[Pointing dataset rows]

---+---

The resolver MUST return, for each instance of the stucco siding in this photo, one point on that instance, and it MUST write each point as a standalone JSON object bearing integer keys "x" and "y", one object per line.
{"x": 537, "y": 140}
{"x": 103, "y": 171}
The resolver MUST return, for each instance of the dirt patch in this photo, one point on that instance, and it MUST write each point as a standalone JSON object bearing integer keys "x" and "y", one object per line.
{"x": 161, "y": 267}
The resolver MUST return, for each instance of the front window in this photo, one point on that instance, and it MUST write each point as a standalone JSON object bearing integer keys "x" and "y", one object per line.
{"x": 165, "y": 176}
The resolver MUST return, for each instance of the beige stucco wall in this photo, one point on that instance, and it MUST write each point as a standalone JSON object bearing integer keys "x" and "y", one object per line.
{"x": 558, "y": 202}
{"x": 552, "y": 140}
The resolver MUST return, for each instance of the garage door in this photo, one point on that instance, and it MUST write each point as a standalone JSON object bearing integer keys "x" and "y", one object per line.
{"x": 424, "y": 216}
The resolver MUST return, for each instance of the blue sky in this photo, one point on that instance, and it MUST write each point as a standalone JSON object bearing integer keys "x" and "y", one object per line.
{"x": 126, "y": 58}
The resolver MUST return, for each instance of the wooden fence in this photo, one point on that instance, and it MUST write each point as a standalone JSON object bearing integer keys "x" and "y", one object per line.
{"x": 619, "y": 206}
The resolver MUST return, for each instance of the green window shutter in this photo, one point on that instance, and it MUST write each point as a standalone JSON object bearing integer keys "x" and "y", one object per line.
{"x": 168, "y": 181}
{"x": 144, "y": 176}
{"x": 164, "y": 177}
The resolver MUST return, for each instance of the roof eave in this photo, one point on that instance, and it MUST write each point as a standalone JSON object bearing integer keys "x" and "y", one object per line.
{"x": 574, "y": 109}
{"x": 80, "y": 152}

---+---

• [SET EXERCISE]: Copy every row above word for word, changing nothing.

• [THE RESULT]:
The resolver MUST return, for each instance of the stucco siding in this photo, one point on that instance, and it MUST write each point as a standalone JSON object bearing integer keys "x" and "y", one object per line.
{"x": 537, "y": 140}
{"x": 103, "y": 171}
The resolver MUST return, for each instance of the dirt patch in this photo, one point on that instance, and it MUST write each point as a standalone JSON object bearing integer keys "x" and "y", one object per line.
{"x": 161, "y": 267}
The resolver MUST return, for each instance of the front window in this photo, one point on that instance, and it MUST write each point as a standalone JSON object bearing integer keys "x" and "y", one object per line.
{"x": 165, "y": 176}
The resolver MUST return, for each instance of the beige stucco wall in this photo, one point on that instance, and it MUST write each point as a standalone JSON object bearing integer keys "x" and "y", one object per line.
{"x": 558, "y": 202}
{"x": 552, "y": 140}
The resolver MUST return, for each instance of the garage door in this photo, one point on that instance, and it MUST write each point as a standalone JSON object bearing integer keys "x" and "y", one object per line.
{"x": 424, "y": 216}
The resolver MUST return, for each instance of the blue sky in this photo, one point on that instance, and it MUST write each point as a standalone JSON object bearing integer keys "x" and "y", one object per line.
{"x": 126, "y": 58}
The resolver MUST return, for each instance of the wooden fence in this photo, one point on that instance, and it MUST write each point as a standalone JSON object bearing integer keys "x" and "y", one object per line.
{"x": 619, "y": 206}
The resolver MUST return, for each instance of the green window shutter in this photo, one point on that instance, and it MUST write each point as a standalone JSON object bearing integer keys "x" and "y", one object per line.
{"x": 168, "y": 181}
{"x": 144, "y": 176}
{"x": 164, "y": 177}
The resolver MUST return, for each instance of the roof eave in this photo, one point on that instance, and it MUST write each point as a standalone JSON object bearing integer keys "x" and "y", one object per line.
{"x": 574, "y": 109}
{"x": 80, "y": 152}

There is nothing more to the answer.